Given data:
--
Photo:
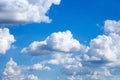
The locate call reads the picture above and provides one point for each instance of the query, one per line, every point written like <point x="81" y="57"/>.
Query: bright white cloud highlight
<point x="112" y="26"/>
<point x="6" y="40"/>
<point x="56" y="42"/>
<point x="25" y="11"/>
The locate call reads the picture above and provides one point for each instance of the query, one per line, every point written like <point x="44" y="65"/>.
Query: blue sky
<point x="59" y="40"/>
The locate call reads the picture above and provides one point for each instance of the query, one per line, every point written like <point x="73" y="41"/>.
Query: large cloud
<point x="25" y="11"/>
<point x="107" y="47"/>
<point x="6" y="39"/>
<point x="56" y="42"/>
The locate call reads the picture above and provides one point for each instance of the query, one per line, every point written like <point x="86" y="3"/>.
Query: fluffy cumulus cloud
<point x="13" y="71"/>
<point x="106" y="46"/>
<point x="25" y="11"/>
<point x="56" y="42"/>
<point x="6" y="39"/>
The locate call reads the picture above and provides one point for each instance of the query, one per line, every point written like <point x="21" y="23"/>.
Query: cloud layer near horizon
<point x="6" y="40"/>
<point x="25" y="11"/>
<point x="103" y="53"/>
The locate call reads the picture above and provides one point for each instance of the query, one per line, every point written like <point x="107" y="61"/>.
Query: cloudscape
<point x="59" y="40"/>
--
Quote the preceding listing precisely and completely, omitting its images.

Result of the task:
Photo:
The locate call reads the picture above and provides one point for each instance of the query, one per line, every point written like <point x="81" y="57"/>.
Query: bright white cloud highlight
<point x="112" y="26"/>
<point x="6" y="40"/>
<point x="56" y="42"/>
<point x="25" y="11"/>
The locate call reads the picture above and provides one point for each instance of the query, one per line, every point written like <point x="44" y="65"/>.
Query: blue sky
<point x="59" y="40"/>
The locate call reads the picture above and provides one point for each instance of the query, one per line, every point written like <point x="73" y="41"/>.
Query: large cloud
<point x="25" y="11"/>
<point x="107" y="47"/>
<point x="6" y="39"/>
<point x="56" y="42"/>
The locate call reads the picture above and provides one point for each instance of the query, one per line, every point written like <point x="86" y="3"/>.
Query: fluffy cumulus cloud
<point x="13" y="71"/>
<point x="106" y="46"/>
<point x="25" y="11"/>
<point x="56" y="42"/>
<point x="6" y="39"/>
The locate call reads the picture above and provides one point for each instance of the query, one per line, every point written like <point x="21" y="23"/>.
Query: cloud layer near horizon
<point x="6" y="40"/>
<point x="25" y="11"/>
<point x="103" y="53"/>
The locate call reads the picture above and provides one point for each instance of the query, one per line, every point written like <point x="107" y="61"/>.
Query: cloudscape
<point x="59" y="40"/>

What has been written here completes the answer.